## Problem statement
Copy each line of the data beneath in which the word "black" appears.

Top of Supplied information

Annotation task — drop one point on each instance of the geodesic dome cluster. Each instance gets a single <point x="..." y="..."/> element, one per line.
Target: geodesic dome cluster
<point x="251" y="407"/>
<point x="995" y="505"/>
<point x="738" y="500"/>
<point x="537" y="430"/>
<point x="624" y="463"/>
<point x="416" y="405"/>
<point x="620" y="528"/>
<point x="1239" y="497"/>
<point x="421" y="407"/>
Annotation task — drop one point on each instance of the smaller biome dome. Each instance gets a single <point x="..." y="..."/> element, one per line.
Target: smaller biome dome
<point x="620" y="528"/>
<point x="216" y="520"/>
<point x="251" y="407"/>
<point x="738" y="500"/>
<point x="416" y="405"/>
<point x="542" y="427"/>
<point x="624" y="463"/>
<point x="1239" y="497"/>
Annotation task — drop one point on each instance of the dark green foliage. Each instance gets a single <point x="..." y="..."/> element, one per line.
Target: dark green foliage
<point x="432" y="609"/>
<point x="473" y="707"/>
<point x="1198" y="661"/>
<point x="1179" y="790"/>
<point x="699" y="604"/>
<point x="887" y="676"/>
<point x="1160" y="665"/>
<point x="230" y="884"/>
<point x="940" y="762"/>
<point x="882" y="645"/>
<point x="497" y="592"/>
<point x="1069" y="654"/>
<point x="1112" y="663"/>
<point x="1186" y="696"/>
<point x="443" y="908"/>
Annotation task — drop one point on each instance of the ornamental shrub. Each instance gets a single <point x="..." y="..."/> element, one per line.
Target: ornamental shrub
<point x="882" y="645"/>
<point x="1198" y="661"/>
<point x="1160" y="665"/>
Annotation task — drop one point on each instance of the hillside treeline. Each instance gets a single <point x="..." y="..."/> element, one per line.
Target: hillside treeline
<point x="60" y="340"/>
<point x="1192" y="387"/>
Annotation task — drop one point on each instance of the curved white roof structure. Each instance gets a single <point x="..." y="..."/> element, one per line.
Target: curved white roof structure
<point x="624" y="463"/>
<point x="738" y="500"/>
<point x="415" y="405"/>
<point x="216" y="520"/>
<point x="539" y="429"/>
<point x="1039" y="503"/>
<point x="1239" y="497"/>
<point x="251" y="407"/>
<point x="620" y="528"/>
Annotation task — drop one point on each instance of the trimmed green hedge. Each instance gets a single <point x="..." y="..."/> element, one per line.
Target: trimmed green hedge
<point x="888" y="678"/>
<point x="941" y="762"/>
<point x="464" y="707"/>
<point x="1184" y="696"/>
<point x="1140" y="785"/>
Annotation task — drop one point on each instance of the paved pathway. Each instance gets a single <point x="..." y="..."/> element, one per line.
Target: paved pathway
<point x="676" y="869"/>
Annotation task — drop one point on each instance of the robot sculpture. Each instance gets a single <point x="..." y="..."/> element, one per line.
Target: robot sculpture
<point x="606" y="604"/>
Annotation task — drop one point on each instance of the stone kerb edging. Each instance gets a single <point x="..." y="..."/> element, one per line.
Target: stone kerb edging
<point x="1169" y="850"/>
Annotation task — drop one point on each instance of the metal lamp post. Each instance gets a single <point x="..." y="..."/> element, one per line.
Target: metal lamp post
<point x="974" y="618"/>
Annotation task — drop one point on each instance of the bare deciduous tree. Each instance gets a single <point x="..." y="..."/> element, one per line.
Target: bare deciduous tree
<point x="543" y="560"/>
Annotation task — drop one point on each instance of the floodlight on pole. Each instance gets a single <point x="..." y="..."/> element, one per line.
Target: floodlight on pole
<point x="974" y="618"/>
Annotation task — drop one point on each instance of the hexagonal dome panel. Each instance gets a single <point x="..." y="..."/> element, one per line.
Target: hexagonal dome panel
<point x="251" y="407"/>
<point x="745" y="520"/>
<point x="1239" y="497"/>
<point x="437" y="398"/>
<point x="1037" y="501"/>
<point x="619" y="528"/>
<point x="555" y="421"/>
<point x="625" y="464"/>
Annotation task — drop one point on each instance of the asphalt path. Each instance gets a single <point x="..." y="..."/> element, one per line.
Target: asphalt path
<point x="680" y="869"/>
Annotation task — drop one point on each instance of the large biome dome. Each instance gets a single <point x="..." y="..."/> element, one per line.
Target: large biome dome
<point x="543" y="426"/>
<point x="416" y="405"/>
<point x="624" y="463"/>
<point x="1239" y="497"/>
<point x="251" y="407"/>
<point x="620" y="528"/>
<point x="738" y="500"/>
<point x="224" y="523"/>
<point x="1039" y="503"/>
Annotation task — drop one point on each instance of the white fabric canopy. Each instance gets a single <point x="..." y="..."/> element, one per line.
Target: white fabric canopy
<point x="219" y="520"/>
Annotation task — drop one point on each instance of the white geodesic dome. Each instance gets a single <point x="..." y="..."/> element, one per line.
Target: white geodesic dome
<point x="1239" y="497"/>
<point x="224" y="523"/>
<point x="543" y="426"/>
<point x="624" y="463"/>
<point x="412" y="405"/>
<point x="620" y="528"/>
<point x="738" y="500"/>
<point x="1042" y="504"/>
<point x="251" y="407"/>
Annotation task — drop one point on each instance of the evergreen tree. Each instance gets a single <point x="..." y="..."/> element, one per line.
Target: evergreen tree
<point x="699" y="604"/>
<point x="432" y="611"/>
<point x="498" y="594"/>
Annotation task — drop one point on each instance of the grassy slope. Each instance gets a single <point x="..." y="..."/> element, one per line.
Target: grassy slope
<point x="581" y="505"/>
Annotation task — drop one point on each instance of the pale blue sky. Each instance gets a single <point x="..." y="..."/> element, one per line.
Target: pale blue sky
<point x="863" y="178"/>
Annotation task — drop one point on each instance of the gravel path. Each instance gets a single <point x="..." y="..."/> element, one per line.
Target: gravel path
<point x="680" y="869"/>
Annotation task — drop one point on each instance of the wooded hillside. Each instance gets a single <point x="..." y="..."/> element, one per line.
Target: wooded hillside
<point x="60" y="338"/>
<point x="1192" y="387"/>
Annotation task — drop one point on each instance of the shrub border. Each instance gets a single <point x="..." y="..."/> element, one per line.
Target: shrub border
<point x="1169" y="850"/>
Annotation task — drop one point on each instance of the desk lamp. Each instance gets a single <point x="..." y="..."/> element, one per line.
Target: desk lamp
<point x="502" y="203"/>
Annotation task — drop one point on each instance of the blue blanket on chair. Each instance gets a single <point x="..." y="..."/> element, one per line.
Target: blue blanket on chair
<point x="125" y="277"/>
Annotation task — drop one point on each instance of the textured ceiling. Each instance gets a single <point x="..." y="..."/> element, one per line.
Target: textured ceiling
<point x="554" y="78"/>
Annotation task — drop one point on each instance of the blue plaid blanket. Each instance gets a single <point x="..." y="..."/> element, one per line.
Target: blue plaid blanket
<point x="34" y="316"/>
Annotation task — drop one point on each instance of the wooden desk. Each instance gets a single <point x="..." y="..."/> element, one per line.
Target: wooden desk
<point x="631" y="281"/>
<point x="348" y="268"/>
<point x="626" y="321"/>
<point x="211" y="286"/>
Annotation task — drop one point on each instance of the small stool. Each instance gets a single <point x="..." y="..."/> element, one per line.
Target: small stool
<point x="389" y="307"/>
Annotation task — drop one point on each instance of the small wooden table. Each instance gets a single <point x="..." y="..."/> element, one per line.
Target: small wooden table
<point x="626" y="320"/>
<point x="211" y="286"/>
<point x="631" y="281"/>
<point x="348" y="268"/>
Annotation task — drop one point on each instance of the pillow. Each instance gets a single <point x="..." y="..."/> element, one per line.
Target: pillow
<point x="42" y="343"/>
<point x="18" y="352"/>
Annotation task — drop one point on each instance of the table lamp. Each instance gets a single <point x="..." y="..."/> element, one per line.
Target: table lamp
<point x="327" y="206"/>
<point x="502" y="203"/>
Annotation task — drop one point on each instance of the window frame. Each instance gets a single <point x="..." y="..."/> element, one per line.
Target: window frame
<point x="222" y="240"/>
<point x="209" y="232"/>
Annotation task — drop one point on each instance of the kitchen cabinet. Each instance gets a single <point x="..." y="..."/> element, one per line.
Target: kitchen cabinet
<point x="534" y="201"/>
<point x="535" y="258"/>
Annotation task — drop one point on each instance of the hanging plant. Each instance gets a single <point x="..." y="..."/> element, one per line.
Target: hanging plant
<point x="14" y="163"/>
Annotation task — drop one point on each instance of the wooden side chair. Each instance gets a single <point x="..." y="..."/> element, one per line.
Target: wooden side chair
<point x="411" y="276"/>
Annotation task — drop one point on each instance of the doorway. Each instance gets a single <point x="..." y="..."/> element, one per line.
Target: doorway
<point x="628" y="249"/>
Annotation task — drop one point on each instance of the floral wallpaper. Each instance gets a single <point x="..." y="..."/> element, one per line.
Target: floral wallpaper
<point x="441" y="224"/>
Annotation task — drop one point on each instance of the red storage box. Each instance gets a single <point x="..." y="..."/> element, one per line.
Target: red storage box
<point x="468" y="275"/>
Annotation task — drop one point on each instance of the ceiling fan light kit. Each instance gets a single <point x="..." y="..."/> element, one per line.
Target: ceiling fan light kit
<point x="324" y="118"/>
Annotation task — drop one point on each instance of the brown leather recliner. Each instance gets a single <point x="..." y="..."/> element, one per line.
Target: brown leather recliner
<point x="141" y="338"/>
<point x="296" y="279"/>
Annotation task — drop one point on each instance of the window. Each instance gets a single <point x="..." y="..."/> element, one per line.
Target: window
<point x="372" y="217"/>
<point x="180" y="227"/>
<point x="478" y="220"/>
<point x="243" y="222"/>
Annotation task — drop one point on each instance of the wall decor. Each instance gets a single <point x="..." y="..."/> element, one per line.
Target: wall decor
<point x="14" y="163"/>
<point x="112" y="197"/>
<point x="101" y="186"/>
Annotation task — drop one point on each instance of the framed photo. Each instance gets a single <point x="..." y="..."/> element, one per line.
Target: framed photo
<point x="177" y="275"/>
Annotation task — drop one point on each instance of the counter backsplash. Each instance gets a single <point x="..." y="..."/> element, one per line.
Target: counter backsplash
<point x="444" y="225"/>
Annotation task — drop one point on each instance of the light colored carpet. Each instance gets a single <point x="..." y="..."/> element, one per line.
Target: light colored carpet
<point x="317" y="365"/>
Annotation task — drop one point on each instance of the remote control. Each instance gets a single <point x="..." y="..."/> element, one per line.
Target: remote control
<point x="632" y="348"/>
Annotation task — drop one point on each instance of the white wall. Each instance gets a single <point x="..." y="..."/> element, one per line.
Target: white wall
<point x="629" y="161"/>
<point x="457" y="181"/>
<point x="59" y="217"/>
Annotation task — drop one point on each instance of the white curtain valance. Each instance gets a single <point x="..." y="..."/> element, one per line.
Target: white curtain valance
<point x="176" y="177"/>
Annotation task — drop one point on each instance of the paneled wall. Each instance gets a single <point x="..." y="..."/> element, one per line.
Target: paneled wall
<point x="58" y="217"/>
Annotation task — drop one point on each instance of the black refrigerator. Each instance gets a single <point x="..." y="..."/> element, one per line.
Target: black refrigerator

Bottom of Supplied information

## Output of the exercise
Annotation task — drop one point on each instance of the black refrigerator. Each instance gets a single <point x="..." y="..."/> element, one per line.
Target: black refrigerator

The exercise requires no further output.